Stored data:
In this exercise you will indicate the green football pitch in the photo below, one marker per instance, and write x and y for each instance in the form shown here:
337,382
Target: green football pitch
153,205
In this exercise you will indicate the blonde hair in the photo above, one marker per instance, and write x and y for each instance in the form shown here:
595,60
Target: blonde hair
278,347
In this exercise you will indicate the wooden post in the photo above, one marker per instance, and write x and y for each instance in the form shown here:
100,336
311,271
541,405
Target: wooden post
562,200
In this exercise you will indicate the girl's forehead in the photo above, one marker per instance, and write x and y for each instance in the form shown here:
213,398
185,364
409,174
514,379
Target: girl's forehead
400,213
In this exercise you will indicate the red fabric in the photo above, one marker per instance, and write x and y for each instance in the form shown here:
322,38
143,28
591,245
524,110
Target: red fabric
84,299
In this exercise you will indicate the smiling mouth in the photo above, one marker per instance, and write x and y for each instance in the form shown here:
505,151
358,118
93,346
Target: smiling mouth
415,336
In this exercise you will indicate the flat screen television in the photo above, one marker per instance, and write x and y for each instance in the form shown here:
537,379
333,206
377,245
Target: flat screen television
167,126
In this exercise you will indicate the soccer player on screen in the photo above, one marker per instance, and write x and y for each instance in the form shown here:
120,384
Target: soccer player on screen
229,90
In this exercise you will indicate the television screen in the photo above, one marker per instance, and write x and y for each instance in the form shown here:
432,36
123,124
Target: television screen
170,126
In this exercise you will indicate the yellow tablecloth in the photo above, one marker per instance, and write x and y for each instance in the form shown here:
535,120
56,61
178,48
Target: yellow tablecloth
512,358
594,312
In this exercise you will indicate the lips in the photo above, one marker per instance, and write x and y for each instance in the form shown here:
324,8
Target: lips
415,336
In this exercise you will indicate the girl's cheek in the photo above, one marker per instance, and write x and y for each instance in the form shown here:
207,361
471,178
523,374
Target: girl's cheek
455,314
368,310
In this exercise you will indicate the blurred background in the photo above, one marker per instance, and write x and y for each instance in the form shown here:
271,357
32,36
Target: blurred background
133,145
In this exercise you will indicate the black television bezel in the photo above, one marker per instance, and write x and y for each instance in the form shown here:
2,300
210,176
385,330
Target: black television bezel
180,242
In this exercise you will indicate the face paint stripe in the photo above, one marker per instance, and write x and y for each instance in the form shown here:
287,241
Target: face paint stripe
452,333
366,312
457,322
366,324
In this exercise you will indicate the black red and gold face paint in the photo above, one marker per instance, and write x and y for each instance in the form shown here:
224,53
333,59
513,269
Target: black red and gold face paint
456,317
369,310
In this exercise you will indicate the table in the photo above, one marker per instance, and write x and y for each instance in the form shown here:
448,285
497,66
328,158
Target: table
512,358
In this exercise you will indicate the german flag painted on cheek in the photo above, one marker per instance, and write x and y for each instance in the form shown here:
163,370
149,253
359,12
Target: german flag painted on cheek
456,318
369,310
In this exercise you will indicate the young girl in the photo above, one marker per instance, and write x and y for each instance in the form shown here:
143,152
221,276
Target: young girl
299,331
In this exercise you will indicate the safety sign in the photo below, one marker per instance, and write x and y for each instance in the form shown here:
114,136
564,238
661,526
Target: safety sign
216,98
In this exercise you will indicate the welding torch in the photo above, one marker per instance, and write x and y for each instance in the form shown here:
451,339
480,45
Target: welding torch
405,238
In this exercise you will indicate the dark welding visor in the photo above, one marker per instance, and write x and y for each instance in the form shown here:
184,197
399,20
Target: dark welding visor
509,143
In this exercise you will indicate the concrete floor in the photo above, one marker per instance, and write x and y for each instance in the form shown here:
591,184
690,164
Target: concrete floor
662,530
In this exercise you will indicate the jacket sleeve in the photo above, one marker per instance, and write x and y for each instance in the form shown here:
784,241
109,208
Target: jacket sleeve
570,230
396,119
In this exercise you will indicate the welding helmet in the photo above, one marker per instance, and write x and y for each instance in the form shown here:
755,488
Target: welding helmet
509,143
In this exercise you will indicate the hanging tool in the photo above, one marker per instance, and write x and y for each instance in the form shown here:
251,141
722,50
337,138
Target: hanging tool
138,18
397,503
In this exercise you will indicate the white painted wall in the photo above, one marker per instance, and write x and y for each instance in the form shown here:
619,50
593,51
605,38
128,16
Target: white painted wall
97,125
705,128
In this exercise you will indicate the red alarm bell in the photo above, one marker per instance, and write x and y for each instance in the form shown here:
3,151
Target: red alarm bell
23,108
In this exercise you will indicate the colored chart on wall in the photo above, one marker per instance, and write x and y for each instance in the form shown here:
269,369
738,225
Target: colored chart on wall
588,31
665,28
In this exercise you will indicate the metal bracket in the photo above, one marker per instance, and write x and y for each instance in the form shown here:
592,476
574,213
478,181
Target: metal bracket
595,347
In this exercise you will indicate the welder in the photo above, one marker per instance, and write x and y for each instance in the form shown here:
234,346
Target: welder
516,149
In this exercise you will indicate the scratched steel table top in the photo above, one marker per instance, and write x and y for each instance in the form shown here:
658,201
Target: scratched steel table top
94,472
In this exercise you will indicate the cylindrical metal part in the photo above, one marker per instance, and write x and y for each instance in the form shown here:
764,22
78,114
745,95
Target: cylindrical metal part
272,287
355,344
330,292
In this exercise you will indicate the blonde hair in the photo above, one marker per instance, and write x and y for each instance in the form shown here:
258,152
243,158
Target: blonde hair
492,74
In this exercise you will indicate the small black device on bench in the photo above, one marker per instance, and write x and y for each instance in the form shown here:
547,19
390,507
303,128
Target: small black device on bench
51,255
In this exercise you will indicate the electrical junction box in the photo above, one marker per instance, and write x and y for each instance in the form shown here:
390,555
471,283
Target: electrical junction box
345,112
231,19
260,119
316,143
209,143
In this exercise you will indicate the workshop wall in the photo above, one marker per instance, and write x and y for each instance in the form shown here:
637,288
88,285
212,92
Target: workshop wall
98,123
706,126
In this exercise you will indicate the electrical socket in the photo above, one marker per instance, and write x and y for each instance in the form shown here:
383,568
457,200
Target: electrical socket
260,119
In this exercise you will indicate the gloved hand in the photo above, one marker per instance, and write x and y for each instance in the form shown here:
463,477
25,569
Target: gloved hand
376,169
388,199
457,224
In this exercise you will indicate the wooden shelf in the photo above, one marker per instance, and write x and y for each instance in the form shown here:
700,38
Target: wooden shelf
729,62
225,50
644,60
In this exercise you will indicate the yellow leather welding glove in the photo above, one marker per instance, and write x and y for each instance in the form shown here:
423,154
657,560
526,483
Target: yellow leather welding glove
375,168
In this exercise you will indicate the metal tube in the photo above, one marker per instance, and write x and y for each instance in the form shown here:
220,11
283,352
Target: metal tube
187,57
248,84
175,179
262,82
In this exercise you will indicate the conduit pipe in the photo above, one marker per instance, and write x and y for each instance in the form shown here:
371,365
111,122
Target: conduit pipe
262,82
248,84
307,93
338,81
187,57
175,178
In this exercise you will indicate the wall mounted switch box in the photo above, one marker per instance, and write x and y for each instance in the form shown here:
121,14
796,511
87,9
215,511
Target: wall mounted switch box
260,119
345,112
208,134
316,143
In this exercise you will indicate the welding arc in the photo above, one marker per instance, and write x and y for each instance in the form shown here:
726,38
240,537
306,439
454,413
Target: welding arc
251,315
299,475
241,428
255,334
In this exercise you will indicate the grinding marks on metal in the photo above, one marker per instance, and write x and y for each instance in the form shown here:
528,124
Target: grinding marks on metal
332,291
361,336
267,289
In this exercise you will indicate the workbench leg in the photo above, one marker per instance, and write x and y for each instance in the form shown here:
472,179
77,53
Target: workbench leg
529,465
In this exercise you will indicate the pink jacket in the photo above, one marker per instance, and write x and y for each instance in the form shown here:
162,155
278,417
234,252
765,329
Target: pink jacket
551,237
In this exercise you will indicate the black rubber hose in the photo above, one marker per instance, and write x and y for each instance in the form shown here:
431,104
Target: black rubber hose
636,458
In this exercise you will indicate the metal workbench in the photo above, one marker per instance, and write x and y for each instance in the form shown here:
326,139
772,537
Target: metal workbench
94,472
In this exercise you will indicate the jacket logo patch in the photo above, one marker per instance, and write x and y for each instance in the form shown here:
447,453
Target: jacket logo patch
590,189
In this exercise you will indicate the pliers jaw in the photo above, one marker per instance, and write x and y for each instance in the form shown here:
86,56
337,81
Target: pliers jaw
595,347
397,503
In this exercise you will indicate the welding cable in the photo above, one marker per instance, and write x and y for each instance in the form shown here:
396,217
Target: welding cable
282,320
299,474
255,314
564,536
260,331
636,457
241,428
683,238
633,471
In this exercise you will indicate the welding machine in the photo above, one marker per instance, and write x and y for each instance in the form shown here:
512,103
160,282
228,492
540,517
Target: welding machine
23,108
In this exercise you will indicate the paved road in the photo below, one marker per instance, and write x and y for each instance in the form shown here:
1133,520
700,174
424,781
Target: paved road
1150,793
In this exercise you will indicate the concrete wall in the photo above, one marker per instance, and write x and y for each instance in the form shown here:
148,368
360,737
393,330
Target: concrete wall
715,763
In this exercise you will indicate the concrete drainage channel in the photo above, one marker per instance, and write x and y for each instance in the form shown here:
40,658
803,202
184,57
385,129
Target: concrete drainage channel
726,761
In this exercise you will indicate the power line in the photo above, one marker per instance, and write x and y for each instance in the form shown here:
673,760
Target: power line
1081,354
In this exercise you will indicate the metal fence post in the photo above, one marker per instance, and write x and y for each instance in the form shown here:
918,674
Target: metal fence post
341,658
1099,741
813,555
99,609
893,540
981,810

EXERCISE AIM: Nothing but the lines with "below" should be returned, copied from the entries above.

EXPECTED OUTPUT:
In this exercise you will indicate the green football pitch in the photo below, one marker per instance, and write x and y for each instance in the form shown here:
In this exercise you will indicate the safety sign in the photo below, one marker per instance, and write x and y for each instance in the form shown here:
In this exercise you will indicate the paved road in the photo below, one marker per instance, and write x and y for each instance in the form shown here:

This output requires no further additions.